-- Your objective --
Rewrite the material below with every "integration tests" replaced by "regression tests". Leave everything else unchanged.

(Items stored from a collection)

============

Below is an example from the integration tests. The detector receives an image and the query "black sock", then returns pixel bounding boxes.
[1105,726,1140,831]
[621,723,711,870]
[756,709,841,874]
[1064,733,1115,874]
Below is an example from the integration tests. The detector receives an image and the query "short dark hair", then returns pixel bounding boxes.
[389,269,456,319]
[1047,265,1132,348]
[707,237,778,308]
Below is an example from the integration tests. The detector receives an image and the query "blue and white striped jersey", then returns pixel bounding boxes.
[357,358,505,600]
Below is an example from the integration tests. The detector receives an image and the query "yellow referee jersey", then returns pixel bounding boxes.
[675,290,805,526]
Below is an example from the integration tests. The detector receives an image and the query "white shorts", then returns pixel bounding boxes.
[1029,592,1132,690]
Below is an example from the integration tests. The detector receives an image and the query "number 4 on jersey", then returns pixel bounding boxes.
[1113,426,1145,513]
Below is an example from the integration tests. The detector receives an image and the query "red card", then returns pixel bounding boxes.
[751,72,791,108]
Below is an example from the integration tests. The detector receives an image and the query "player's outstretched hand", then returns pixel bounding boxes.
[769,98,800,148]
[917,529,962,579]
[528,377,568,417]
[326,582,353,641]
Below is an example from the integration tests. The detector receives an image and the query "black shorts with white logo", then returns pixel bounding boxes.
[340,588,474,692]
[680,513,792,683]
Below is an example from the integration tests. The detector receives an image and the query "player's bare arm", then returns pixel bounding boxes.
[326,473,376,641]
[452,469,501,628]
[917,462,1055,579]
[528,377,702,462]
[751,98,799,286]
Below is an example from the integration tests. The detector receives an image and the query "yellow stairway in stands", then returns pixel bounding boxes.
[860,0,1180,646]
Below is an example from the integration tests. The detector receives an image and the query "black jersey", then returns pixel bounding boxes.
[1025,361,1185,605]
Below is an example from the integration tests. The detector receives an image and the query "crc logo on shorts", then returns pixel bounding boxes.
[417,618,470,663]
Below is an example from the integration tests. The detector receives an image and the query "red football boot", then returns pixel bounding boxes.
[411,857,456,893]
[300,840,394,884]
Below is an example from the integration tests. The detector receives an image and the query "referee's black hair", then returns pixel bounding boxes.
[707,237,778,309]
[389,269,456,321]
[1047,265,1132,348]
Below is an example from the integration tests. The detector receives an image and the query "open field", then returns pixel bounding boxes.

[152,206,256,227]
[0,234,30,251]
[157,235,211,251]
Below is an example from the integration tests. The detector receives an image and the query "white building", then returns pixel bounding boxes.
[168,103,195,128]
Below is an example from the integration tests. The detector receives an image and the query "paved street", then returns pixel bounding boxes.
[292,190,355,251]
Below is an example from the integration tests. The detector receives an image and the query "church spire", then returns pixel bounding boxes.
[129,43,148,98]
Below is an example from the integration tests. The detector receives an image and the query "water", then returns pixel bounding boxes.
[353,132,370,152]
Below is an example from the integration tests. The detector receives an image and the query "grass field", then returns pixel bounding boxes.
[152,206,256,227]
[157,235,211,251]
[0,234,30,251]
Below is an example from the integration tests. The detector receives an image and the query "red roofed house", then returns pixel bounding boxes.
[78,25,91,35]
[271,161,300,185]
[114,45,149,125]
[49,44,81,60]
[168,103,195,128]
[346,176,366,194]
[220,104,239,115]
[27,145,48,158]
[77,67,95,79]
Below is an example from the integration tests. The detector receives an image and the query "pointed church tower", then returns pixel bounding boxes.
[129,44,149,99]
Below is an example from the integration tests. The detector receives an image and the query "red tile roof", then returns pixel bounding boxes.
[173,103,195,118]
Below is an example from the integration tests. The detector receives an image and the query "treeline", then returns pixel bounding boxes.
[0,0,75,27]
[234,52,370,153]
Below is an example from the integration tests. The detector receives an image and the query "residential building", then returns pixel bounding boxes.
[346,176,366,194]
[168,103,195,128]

============

-- Finished task --
Below is an example from the regression tests. The detector receives an image and the query "black sock", then returns pixel bounding boxes.
[1105,726,1140,831]
[621,723,711,870]
[756,709,841,874]
[1064,733,1115,874]
Below is an example from the regression tests. The detector receives an image and the query "short dark hair", then returns pixel bounding boxes.
[389,269,456,319]
[1047,265,1132,348]
[707,237,778,308]
Below is an example from the regression tests. The detector receives an image and the query "blue and white striped jersey", then returns pixel bounding boxes.
[357,358,505,600]
Below is an example from the regression tests. The detector receives an image and the query "yellow referee jersey", then returns pixel bounding boxes.
[675,290,805,526]
Below is an example from the regression tests. The detector receives an image and the query "white shorts", then returns pixel bounding boxes.
[1029,592,1132,690]
Below is an example from the regression tests. The detector receives an image and the query "number 4 on jersey", then returns pixel bounding boxes.
[1113,426,1145,513]
Below is an example from the regression tests. The detector receives an image and the query "red card", then returns pixel bounding boxes.
[751,72,791,108]
Below is an example from the regression tests. The detector receives an image and the query "player's outstretched hand", then returns pixel bounding boxes.
[769,98,800,148]
[917,529,962,579]
[528,377,568,417]
[326,582,353,641]
Below is an example from the regression tests. The detector receives an image and the query "black shorts with white logo", then returns pixel bounding boxes.
[340,588,474,692]
[680,513,792,683]
Below is an example from the regression tests. The detector receives an image and the query "player's bare arm", then returns pixel bounding boxes.
[326,473,376,641]
[452,469,501,628]
[917,462,1055,579]
[528,377,702,462]
[751,98,799,286]
Below is an example from the regression tests. The detector receives an image and the query "yellow stairway in stands", then returns pixel bounding boxes.
[860,0,1180,646]
Below is an example from the regression tests. The detector receives an image and the query "black jersey", then returns pixel bounding boxes.
[1025,361,1185,605]
Below is an example from the regression tests. The detector receives an image and the query "crc logo on shorts", then returns pixel bounding boxes.
[417,618,470,663]
Below is an example from the regression tests. The detector receives an image and the query "red football boot", then returns pixel bounding boxes.
[411,857,456,893]
[300,840,394,884]
Below is an example from the regression tests. The detector receives an image and the query "referee's black hair", then returns pixel bounding boxes.
[707,237,778,309]
[389,269,456,321]
[1047,265,1132,348]
Below is an example from the regression tests. The detector receives an image and the query "open field", then returns pixel bounding boxes.

[152,206,256,227]
[0,234,30,251]
[157,235,211,251]
Below is an example from the regression tests. The detector receives an image and the query "white building", then returns pixel bounding boxes.
[168,103,195,128]
Below is an example from the regression tests. The detector receives an image and the query "paved street", then returns pixel bounding boxes.
[292,190,355,251]
Below is an example from the regression tests. The detector receives an image and the query "church spire", then returns pixel bounding boxes.
[129,43,148,98]
Below is an example from the regression tests. The detector receives an image and the query "water", then returns pixel bounding boxes.
[353,132,370,152]
Below is an example from the regression tests. The detector receives an image and the query "grass field", then returns pixel bounding boxes.
[152,206,256,227]
[157,235,211,251]
[0,234,30,251]
Below is an example from the regression tests. The detector receives an image and the query "red roofed house", then returns pixel bounding boxes.
[78,25,91,35]
[271,161,300,185]
[114,45,149,125]
[49,44,81,60]
[168,103,195,128]
[346,176,366,194]
[220,104,239,115]
[27,145,48,158]
[77,67,95,79]
Below is an example from the regression tests. The detector receives an image and the query "pointed church tower", then returns pixel bounding boxes.
[129,44,149,99]
Below is an example from the regression tests. The detector receives an image and the query "red tile roof", then returns pixel bounding boxes.
[173,103,195,118]
Below is an example from the regression tests. The detector receives an image and the query "treeline", then returns pixel bounding boxes.
[0,0,75,27]
[234,52,370,153]
Below is an example from the regression tests. The detector receives an image and the query "residential building", then returns pixel bounding boxes.
[346,176,366,194]
[168,103,195,128]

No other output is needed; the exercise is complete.